* **Exercise**: Pick out every line of the rows below that contains the string "provide". Case counts.

* **Data listing**:
━━━━━━━━

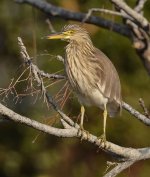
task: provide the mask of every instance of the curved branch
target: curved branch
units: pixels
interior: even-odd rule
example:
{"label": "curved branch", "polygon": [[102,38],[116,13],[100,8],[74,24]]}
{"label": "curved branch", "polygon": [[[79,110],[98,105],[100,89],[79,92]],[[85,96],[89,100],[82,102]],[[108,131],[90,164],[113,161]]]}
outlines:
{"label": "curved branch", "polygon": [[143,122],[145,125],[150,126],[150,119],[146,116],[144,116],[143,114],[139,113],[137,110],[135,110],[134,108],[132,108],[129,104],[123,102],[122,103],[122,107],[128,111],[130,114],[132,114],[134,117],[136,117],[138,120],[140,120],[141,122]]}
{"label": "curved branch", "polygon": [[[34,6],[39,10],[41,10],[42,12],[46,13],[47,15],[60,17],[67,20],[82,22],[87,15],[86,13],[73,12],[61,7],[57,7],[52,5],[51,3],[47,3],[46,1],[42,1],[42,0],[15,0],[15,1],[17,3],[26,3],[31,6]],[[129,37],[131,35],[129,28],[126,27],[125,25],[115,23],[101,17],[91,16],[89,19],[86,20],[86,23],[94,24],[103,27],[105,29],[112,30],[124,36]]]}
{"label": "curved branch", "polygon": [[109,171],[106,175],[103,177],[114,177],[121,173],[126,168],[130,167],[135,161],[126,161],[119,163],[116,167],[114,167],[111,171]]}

━━━━━━━━

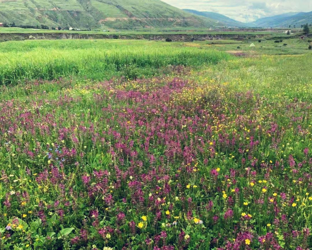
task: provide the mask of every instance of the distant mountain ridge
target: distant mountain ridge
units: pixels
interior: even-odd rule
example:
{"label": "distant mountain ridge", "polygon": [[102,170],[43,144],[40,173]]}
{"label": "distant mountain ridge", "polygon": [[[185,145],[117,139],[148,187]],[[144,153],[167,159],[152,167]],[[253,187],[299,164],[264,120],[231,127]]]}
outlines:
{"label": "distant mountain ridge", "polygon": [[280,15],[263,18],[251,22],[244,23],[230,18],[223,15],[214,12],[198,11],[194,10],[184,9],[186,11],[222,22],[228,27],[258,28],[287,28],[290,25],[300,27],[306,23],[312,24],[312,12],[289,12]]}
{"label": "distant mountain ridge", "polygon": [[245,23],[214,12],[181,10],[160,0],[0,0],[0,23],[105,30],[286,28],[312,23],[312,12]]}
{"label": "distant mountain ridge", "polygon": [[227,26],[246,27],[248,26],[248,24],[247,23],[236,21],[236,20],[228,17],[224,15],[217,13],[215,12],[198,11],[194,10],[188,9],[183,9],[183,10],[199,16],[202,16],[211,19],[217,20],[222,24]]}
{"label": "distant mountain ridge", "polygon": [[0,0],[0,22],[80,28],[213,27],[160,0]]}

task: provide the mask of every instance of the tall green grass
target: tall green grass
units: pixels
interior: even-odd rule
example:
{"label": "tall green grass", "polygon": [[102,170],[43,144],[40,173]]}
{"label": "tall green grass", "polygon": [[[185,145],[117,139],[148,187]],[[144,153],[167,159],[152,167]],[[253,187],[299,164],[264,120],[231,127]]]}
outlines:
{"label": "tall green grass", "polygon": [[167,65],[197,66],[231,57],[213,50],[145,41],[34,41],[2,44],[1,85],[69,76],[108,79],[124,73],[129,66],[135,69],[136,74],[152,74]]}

━━━━━━━━

* **Result of this exercise**:
task: provide the mask of every instance of the curved branch
task: provide the mask of every instance of the distant mountain ridge
task: provide the mask of every instance of the tall green grass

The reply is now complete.